Entries supplied>
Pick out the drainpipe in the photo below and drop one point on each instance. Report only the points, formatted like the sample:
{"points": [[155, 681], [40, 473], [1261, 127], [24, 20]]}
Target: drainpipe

==

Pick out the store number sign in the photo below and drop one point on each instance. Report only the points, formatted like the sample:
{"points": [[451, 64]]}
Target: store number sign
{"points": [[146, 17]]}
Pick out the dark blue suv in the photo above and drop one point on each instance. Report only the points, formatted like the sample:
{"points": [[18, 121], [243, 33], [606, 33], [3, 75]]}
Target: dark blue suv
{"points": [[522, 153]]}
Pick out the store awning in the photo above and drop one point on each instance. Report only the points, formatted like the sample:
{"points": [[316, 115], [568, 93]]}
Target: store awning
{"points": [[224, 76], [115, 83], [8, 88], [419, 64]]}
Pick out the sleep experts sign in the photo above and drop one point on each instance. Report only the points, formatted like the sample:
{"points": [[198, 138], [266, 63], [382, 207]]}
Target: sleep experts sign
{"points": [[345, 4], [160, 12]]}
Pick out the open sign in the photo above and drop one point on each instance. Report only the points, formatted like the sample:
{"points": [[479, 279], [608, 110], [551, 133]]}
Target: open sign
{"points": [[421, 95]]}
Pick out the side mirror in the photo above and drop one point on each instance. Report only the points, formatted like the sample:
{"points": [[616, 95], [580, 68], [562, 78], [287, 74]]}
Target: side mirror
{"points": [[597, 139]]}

* * *

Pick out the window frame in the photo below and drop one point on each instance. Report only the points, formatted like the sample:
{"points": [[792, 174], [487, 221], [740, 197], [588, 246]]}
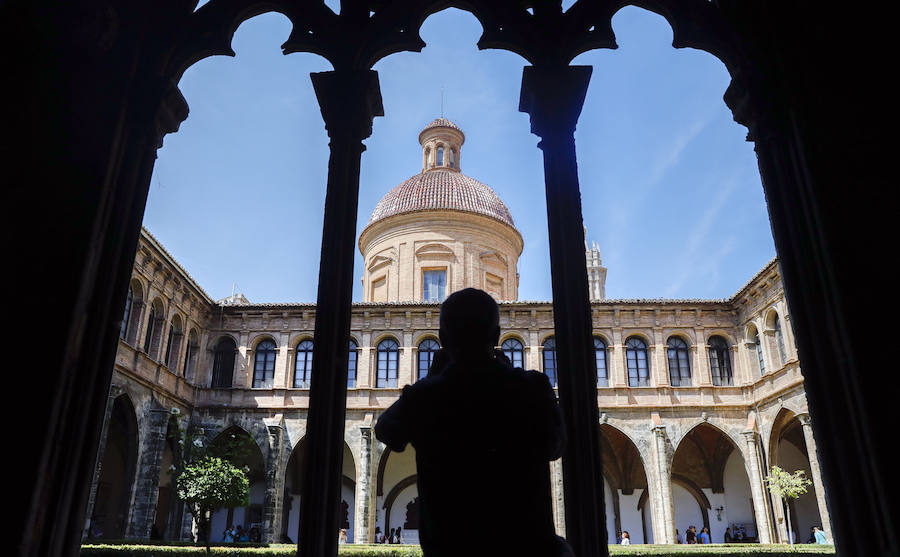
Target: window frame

Aim of the exercise> Can you reproduce the data word for word, from the line containing "Pick out the drainpipe" through the line containing "Target: drainpipe", with both of those lines included?

Full response>
Pick out the drainpipe in the photo below and drop one point on each instance. Report only the points, formatted like the sample:
{"points": [[155, 681], [40, 473], [1261, 127], [24, 20]]}
Target: drainpipe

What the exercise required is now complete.